Stored data entries:
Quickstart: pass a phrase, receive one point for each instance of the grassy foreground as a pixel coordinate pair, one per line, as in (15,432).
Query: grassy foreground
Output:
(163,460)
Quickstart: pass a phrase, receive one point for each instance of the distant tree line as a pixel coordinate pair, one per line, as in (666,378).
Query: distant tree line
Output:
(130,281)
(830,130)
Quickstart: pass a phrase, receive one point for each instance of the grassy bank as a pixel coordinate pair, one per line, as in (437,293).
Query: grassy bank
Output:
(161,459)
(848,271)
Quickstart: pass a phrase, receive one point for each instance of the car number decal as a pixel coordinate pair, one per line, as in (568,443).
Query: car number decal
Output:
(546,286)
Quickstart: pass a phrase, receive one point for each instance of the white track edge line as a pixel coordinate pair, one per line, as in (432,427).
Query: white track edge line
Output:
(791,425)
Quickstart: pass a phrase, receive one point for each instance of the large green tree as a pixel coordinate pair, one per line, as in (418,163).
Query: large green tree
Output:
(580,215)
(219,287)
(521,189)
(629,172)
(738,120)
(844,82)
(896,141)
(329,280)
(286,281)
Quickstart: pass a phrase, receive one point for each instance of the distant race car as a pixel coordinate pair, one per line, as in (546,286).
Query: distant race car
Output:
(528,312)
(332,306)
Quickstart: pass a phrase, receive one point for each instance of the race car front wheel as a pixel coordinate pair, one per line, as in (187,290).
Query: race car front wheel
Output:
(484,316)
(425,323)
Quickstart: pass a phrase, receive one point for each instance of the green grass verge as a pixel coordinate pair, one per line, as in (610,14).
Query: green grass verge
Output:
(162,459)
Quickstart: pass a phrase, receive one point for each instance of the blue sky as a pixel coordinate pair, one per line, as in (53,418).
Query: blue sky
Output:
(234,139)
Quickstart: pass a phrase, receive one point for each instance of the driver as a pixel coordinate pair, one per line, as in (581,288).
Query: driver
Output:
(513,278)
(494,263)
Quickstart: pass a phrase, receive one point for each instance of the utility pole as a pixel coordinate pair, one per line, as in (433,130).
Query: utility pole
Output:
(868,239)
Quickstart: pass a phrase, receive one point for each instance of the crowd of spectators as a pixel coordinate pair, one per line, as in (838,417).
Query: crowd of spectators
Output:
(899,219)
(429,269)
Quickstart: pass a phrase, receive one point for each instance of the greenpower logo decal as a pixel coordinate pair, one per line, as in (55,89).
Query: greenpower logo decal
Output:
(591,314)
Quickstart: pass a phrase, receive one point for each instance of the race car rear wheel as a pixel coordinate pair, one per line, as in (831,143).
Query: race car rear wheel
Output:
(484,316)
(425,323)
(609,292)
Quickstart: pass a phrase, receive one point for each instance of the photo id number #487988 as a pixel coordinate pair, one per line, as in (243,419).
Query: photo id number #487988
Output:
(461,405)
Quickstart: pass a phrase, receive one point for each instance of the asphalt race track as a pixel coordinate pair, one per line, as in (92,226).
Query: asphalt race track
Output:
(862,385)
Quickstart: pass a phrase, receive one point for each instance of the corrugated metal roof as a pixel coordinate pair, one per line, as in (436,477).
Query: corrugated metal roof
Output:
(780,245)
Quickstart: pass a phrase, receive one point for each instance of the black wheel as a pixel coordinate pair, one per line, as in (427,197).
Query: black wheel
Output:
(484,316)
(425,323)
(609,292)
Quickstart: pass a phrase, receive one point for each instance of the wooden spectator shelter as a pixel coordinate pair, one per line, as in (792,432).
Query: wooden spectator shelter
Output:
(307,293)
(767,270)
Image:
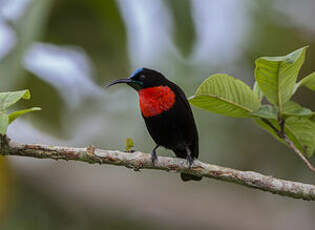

> **What is expected**:
Copy the records above exactly, beginning at the line that contains "Query: blue sky" and stopping after the line that contains "as in (838,417).".

> **Task response**:
Query: blue sky
Output:
(234,139)
Quickstart: pass a phrase, receive one point for each instance of the driver as a pixel coordinate pair, one per line, as in (581,288).
Query: driver
Output:
(513,278)
(494,263)
Quickstart: pass a phrase, receive one point for each instance of the utility pole as a pixel coordinate pair, one per line, as in (433,130).
Query: utility pole
Output:
(868,239)
Quickstart: pass a phrase, receive one point for each instance of the crowd of spectators as a pixel coordinate pair, one per line, as in (838,417).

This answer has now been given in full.